Top of AVAILABLE DATA

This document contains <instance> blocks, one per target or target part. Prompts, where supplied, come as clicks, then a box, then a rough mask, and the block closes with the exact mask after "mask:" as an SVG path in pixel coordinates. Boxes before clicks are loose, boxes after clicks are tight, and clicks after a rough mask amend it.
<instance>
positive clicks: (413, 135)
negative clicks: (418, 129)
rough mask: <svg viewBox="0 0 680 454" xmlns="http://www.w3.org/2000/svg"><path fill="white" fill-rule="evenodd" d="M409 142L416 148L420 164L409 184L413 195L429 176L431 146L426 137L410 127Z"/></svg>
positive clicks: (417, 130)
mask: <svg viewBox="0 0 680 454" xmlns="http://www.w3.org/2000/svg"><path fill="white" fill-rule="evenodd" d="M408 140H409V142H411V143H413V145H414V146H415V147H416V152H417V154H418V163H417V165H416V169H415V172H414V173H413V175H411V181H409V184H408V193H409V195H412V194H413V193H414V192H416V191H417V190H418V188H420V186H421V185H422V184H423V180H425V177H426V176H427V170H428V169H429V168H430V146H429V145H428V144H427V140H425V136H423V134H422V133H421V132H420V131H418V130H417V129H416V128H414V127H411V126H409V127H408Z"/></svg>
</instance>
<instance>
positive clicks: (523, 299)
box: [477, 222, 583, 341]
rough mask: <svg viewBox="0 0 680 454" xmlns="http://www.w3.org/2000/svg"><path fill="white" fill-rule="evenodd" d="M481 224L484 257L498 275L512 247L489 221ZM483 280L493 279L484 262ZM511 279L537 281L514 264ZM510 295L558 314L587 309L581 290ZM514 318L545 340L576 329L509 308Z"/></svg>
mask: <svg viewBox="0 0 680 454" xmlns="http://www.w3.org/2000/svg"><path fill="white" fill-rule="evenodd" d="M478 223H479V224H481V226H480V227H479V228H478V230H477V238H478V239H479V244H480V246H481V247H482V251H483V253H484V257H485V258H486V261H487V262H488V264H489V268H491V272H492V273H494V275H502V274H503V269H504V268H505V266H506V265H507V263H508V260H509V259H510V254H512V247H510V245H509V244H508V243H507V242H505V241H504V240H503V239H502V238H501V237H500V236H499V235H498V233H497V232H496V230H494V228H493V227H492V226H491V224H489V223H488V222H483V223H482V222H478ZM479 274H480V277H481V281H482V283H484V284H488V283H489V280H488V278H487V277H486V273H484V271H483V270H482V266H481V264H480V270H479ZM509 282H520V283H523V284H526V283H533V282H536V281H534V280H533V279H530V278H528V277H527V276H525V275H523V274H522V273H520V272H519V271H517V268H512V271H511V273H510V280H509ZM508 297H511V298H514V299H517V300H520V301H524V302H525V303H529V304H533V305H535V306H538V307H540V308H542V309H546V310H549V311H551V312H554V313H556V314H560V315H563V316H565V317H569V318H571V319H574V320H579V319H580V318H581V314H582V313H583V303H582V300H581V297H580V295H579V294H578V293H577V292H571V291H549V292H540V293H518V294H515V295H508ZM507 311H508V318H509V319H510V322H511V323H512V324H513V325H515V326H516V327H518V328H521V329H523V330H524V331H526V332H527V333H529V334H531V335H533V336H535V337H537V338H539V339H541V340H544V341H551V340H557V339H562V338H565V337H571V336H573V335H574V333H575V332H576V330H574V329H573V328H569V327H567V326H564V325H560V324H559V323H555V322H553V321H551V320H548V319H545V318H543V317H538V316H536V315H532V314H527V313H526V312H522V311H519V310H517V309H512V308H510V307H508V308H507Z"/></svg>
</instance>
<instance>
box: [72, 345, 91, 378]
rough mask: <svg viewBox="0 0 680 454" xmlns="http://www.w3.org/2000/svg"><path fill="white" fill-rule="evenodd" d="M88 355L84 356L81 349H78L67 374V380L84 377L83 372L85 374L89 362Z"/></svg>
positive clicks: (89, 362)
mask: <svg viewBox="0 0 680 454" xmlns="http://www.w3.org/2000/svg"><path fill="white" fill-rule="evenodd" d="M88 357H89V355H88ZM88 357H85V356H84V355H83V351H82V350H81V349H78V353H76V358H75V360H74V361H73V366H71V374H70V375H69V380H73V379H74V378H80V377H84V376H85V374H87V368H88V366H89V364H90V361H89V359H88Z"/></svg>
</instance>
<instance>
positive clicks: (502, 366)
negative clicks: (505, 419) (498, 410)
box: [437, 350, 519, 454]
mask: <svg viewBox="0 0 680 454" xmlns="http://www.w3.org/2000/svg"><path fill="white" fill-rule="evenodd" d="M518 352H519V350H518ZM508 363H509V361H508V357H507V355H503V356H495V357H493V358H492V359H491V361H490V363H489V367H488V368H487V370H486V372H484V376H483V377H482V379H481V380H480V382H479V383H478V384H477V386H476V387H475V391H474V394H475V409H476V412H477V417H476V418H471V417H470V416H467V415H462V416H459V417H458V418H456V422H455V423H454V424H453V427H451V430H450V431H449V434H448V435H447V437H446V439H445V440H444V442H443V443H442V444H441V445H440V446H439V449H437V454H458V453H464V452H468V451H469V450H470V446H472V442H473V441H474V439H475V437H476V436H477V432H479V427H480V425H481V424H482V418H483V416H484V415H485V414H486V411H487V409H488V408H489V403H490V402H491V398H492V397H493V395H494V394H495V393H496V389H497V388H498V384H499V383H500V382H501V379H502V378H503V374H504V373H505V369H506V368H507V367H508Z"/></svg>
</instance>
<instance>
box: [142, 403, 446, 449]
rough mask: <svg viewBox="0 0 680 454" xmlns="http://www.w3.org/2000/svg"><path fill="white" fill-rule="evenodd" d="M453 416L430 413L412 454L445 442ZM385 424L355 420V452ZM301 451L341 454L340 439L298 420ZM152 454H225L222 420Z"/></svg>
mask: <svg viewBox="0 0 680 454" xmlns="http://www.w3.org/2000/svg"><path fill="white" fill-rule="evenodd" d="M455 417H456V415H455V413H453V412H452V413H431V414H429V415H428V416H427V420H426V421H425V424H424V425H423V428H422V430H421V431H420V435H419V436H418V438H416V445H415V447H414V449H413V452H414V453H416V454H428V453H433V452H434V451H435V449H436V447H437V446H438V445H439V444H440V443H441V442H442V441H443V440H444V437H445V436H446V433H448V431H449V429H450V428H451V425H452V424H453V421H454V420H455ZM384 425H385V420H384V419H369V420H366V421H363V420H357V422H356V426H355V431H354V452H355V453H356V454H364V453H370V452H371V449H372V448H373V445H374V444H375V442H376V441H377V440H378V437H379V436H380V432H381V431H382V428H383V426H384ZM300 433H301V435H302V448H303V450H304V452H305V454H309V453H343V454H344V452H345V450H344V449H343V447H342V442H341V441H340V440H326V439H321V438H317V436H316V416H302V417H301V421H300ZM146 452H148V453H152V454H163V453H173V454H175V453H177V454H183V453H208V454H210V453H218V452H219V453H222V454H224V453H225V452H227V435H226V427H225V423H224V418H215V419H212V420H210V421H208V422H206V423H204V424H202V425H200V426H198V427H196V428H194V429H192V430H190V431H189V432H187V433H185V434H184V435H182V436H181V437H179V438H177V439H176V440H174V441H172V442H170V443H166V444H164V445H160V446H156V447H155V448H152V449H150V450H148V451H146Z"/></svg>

Bottom of AVAILABLE DATA

TASK TO CARRY OUT: Set down every one of the entries above verbatim, keeping each line unchanged and in its original order.

TASK SOLUTION:
This document contains <instance> blocks, one per target or target part. Prompts, where supplied, come as clicks, then a box, then a rough mask, and the block closes with the exact mask after "mask:" as an SVG path in pixel coordinates. Boxes before clicks are loose, boxes after clicks are tight, and clicks after a rough mask amend it.
<instance>
positive clicks: (413, 135)
negative clicks: (418, 129)
rough mask: <svg viewBox="0 0 680 454" xmlns="http://www.w3.org/2000/svg"><path fill="white" fill-rule="evenodd" d="M409 142L416 148L420 164L409 184L413 195L429 176L431 146L426 137L410 127Z"/></svg>
positive clicks: (417, 130)
mask: <svg viewBox="0 0 680 454" xmlns="http://www.w3.org/2000/svg"><path fill="white" fill-rule="evenodd" d="M408 140H409V142H411V143H413V145H414V146H415V147H416V152H417V154H418V163H417V165H416V169H415V172H414V173H413V175H411V181H409V184H408V193H409V195H412V194H413V193H414V192H416V191H417V190H418V188H420V186H421V185H422V184H423V180H425V177H426V176H427V170H428V169H429V168H430V146H429V145H428V144H427V140H425V136H423V134H422V133H421V132H420V131H418V130H417V129H416V128H414V127H411V126H409V127H408Z"/></svg>
</instance>
<instance>
positive clicks: (523, 299)
box: [477, 222, 583, 341]
rough mask: <svg viewBox="0 0 680 454" xmlns="http://www.w3.org/2000/svg"><path fill="white" fill-rule="evenodd" d="M481 224L484 257L498 275L512 247L489 221ZM483 280L493 279L484 262ZM511 279L537 281L514 264ZM510 295L558 314L587 309L581 290ZM514 318L545 340L576 329L509 308Z"/></svg>
mask: <svg viewBox="0 0 680 454" xmlns="http://www.w3.org/2000/svg"><path fill="white" fill-rule="evenodd" d="M478 223H479V224H481V226H480V227H479V228H478V230H477V238H478V239H479V244H480V246H481V247H482V251H483V253H484V257H485V258H486V261H487V262H488V264H489V268H491V272H492V273H494V275H502V274H503V269H504V268H505V266H506V265H507V263H508V260H509V259H510V254H512V247H510V245H509V244H508V243H507V242H505V241H504V240H503V239H502V238H501V237H500V236H499V235H498V233H497V232H496V230H494V228H493V227H492V226H491V224H489V223H488V222H483V223H482V222H478ZM479 274H480V277H481V281H482V283H484V284H488V283H489V280H488V278H487V277H486V273H484V271H483V270H482V266H481V264H480V270H479ZM509 282H520V283H523V284H526V283H533V282H536V281H534V280H533V279H530V278H528V277H527V276H525V275H523V274H522V273H520V272H519V271H517V268H512V271H511V273H510V280H509ZM508 297H511V298H514V299H517V300H520V301H524V302H525V303H529V304H533V305H535V306H538V307H540V308H542V309H546V310H549V311H551V312H554V313H556V314H560V315H563V316H565V317H569V318H571V319H574V320H579V319H580V318H581V314H582V313H583V303H582V300H581V297H580V295H579V294H578V293H577V292H571V291H549V292H540V293H518V294H515V295H508ZM507 311H508V318H509V319H510V322H511V323H512V324H513V325H515V326H516V327H518V328H521V329H523V330H524V331H526V332H527V333H529V334H531V335H533V336H535V337H537V338H539V339H541V340H544V341H551V340H557V339H562V338H565V337H571V336H573V335H574V333H575V332H576V330H574V329H573V328H569V327H567V326H564V325H560V324H559V323H555V322H553V321H551V320H548V319H545V318H543V317H538V316H536V315H532V314H527V313H526V312H522V311H519V310H517V309H512V308H510V307H508V308H507Z"/></svg>
</instance>
<instance>
box: [72, 345, 91, 378]
rough mask: <svg viewBox="0 0 680 454" xmlns="http://www.w3.org/2000/svg"><path fill="white" fill-rule="evenodd" d="M88 355L84 356L81 349H78L67 374V380L84 377L83 372L85 374L89 362Z"/></svg>
positive clicks: (89, 362)
mask: <svg viewBox="0 0 680 454" xmlns="http://www.w3.org/2000/svg"><path fill="white" fill-rule="evenodd" d="M88 357H89V355H88ZM88 357H85V356H84V355H83V351H82V350H81V349H78V353H76V358H75V360H74V361H73V366H71V374H70V375H69V380H73V379H74V378H80V377H84V376H85V374H87V368H88V366H89V364H90V361H89V359H88Z"/></svg>
</instance>
<instance>
positive clicks: (502, 366)
negative clicks: (505, 419) (498, 410)
box: [437, 350, 519, 454]
mask: <svg viewBox="0 0 680 454" xmlns="http://www.w3.org/2000/svg"><path fill="white" fill-rule="evenodd" d="M518 352H519V350H518ZM508 363H509V361H508V357H507V355H503V356H495V357H493V358H492V359H491V361H490V363H489V367H488V368H487V370H486V372H484V376H483V377H482V379H481V380H480V382H479V383H478V384H477V386H476V387H475V391H474V394H475V409H476V412H477V417H476V418H471V417H470V416H467V415H462V416H459V417H458V418H456V422H455V423H454V424H453V427H451V430H450V431H449V434H448V435H447V437H446V439H445V440H444V442H443V443H442V444H441V445H440V446H439V449H437V454H458V453H464V452H468V451H469V450H470V446H472V442H473V441H474V439H475V437H476V436H477V432H479V427H480V425H481V424H482V418H483V416H484V415H485V414H486V411H487V409H488V408H489V403H490V402H491V398H492V397H493V395H494V394H495V393H496V389H497V388H498V384H499V383H500V382H501V379H502V378H503V374H504V373H505V369H506V368H507V367H508Z"/></svg>
</instance>
<instance>
box: [142, 403, 446, 449]
rough mask: <svg viewBox="0 0 680 454" xmlns="http://www.w3.org/2000/svg"><path fill="white" fill-rule="evenodd" d="M453 416L430 413L412 454L445 442ZM385 424L355 420V452ZM301 451L341 454L340 439L298 420ZM152 454H225L222 420Z"/></svg>
mask: <svg viewBox="0 0 680 454" xmlns="http://www.w3.org/2000/svg"><path fill="white" fill-rule="evenodd" d="M455 417H456V415H455V413H453V412H452V413H431V414H429V415H428V416H427V420H426V421H425V424H424V425H423V428H422V430H421V431H420V435H419V436H418V438H416V445H415V447H414V449H413V452H414V453H416V454H428V453H433V452H434V451H435V449H436V447H437V446H438V445H439V444H440V443H441V442H442V441H443V440H444V437H445V436H446V433H448V431H449V429H450V428H451V425H452V424H453V421H454V420H455ZM384 425H385V420H384V419H369V420H366V421H363V420H357V422H356V426H355V431H354V452H355V453H356V454H364V453H370V452H371V449H372V448H373V445H374V444H375V442H376V441H377V440H378V437H379V436H380V432H381V431H382V428H383V426H384ZM300 433H301V435H302V448H303V450H304V452H305V454H309V453H343V454H344V452H345V450H344V449H343V447H342V442H341V441H340V440H326V439H321V438H317V436H316V416H302V417H301V421H300ZM146 452H148V453H152V454H163V453H173V454H175V453H177V454H183V453H208V454H210V453H218V452H219V453H222V454H224V453H225V452H227V435H226V427H225V423H224V418H215V419H212V420H210V421H208V422H206V423H204V424H202V425H200V426H198V427H196V428H194V429H192V430H190V431H189V432H187V433H185V434H184V435H182V436H181V437H179V438H177V439H176V440H174V441H172V442H170V443H166V444H164V445H160V446H156V447H155V448H152V449H150V450H148V451H146Z"/></svg>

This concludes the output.